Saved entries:

:::

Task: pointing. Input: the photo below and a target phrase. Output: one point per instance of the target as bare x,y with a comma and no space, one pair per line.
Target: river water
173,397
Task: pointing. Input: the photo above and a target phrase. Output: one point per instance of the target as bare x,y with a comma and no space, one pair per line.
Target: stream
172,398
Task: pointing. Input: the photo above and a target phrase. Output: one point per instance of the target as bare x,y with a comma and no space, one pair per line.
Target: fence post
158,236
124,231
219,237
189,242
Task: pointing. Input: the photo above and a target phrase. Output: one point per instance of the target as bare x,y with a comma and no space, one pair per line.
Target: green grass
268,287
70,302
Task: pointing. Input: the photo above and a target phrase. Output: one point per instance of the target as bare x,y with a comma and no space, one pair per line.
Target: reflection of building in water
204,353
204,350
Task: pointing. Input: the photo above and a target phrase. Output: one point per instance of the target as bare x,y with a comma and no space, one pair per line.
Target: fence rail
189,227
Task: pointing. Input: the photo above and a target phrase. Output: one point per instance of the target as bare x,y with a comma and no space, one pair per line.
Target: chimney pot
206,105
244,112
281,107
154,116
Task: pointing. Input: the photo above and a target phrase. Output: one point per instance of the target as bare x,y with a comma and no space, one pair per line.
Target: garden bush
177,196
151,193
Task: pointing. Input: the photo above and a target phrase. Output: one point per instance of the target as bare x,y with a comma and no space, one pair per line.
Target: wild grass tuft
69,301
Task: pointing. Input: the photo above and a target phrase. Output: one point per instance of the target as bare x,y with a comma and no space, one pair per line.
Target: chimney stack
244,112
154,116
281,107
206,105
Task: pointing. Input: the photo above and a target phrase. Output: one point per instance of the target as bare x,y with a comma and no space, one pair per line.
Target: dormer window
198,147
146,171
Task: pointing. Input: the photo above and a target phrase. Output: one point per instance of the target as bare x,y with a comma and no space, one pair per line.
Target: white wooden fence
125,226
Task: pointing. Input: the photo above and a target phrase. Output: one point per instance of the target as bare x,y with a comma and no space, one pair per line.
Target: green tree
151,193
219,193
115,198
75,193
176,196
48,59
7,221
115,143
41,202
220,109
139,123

:::

▶ [What is expected] Each line of the records should be transcribed without change.

▶ [Exercise response]
Task: pointing. Input: the photo below and a target phrase. Output: one point per instance of the target as bare x,y with a comma and no space, one pair per line.
Target: river water
173,397
Task: pointing. Input: the photo above and a target phrase. Output: one point per instance of the target as bare x,y with a comma and no space, one pair per line.
Target: stream
172,398
Task: pointing. Input: the photo above and a target phrase. Output: one point per instance of the target as bare x,y with a comma and no space, one pair per line.
Target: fence post
158,236
124,231
219,237
189,242
Task: pointing. Input: the photo above and a target phrase. Output: one point per instance of the target as bare x,y with a comma and no space, one pair per line.
Target: green grass
268,287
70,302
Task: pointing. Input: the photo above and a target phrase. Output: one point per instance of the target as bare x,y with a comma and no space, one pair per line.
Target: reflection of building in water
204,353
204,350
Task: pointing. Input: the photo above and a target phrase. Output: one point per instance of the target as bare x,y with a comma and no space, one pair per line.
Target: fence rail
189,227
Task: pointing. Input: the photo above and a target phrase. Output: one point per instance of the target as bare x,y with a comma and no space, one pair per line.
Target: chimney pot
206,105
244,112
281,107
154,116
Task: pointing. Input: the photo above and a target phrase. Output: one point per instance of the target as bare x,y with a comma and no space, one pair per line.
Target: garden bush
177,196
151,193
Task: pointing. Input: the photo above and a target phrase. Output: one point per instance of the target as bare x,y with a comma and no space, one pair per line.
Target: wild grass tuft
69,301
Task: pointing. Input: the photo above and a target phrase. Output: one point per instance of the target as bare x,y with a comma and no space, one pair per line.
Target: chimney stack
244,112
154,116
281,107
206,105
Task: pointing. Input: the photo above and a target phrase. Output: one point per instance of the target as bare x,y with a comma and no space, one pair per line.
Target: dormer window
198,147
146,171
Task: pointing. Input: the photo above and a target phrase. Output: one point per instance of the target as bare x,y with a comma and no space, one pair per line.
Target: white wooden fence
125,226
Task: pointing. Input: the photo above and a target phrase. Output: one point per instance of the target as bare x,y with a comma and no space, one pair per line.
Target: green tree
151,193
219,193
115,198
75,193
176,196
48,59
7,221
115,143
41,202
220,109
139,123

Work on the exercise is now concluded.